Records shown
══════════════════════════════

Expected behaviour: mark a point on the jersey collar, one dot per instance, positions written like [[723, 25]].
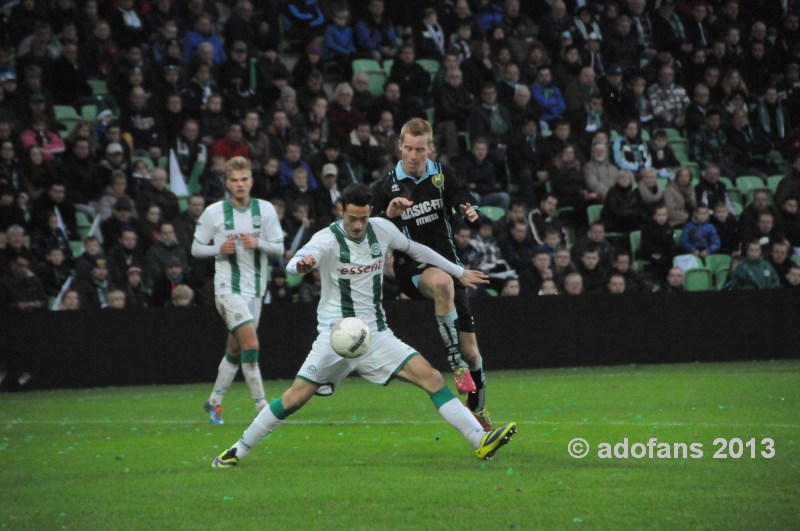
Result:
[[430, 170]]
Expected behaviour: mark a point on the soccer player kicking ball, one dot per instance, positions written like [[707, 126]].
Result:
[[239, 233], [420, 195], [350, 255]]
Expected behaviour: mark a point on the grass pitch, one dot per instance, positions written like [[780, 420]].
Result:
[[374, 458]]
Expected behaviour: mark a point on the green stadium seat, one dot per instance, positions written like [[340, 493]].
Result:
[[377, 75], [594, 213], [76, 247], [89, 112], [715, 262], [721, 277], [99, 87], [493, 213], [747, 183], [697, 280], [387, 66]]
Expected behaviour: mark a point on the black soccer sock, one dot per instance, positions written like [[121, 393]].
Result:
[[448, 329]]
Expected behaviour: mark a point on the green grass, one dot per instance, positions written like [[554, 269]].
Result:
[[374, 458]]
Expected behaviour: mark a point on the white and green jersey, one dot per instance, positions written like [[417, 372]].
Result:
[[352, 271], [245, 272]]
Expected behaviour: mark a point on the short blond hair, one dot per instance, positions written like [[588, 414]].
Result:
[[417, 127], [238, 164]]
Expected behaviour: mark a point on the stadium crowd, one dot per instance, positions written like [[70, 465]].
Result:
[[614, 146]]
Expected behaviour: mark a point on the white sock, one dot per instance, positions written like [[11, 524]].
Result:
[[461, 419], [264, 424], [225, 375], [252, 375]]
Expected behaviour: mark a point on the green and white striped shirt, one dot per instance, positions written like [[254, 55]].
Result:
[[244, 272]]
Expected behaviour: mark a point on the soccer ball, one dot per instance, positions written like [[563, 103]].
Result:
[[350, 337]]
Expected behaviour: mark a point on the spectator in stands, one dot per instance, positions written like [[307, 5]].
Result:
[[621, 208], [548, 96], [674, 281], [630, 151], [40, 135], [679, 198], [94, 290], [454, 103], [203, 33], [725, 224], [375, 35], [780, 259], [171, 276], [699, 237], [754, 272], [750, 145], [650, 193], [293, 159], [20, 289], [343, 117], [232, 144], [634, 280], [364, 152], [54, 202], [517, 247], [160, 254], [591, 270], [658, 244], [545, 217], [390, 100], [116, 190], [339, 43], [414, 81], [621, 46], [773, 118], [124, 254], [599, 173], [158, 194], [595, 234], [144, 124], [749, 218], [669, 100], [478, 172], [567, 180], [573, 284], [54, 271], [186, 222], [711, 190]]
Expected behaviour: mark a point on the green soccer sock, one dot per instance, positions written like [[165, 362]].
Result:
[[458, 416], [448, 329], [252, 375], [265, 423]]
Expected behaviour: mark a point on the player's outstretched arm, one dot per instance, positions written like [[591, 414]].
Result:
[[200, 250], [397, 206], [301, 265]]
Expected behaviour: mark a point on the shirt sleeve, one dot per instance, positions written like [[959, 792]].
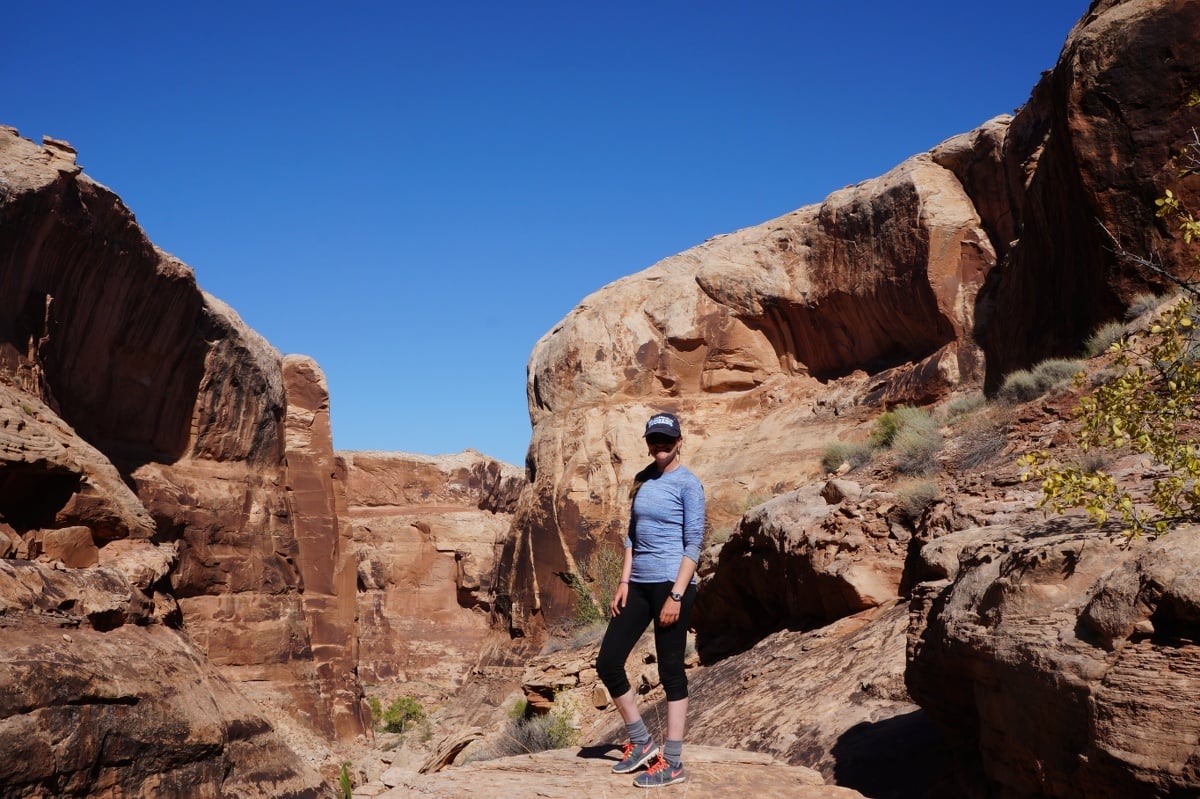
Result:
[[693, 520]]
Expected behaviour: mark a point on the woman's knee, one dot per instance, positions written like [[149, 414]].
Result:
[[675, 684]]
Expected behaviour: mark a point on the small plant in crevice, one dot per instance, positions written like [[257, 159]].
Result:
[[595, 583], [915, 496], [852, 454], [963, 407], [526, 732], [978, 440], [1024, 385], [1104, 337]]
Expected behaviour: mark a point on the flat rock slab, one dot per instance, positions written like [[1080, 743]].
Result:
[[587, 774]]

══════════════════════════════

Exercise directions
From the material above, determine how many lines hold the string "green"; give the number without comment.

Your solution
5